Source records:
━━━━━━━━━━━━━━━━━━━━

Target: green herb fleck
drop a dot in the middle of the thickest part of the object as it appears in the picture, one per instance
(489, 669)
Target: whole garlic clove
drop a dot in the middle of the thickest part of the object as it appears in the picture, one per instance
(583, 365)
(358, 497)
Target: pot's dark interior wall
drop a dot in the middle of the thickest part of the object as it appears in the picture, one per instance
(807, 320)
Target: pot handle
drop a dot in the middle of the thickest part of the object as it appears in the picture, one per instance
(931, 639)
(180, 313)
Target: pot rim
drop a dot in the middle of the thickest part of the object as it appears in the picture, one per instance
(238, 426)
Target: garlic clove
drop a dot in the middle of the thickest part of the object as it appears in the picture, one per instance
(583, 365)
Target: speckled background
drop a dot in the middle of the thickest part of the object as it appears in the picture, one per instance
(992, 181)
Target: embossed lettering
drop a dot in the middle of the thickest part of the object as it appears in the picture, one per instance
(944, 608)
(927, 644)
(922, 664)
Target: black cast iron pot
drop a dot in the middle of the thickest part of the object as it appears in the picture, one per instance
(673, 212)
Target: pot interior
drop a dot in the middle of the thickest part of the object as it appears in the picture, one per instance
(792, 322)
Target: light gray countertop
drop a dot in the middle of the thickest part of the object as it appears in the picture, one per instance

━━━━━━━━━━━━━━━━━━━━

◆ **Brief**
Start with the line above that contains "Target: pot rim" and stop after the line that contains "Target: speckled background". Output those lines exactly, and only those.

◆ **Exercise output**
Target: pot rim
drop a dot in the middle of the thickest part of the object as it appears in the picture, one per instance
(238, 426)
Target: garlic clove
drop a dot in the middle of the thickest part of the object as it appears in the picture, one per instance
(583, 365)
Target: speckled background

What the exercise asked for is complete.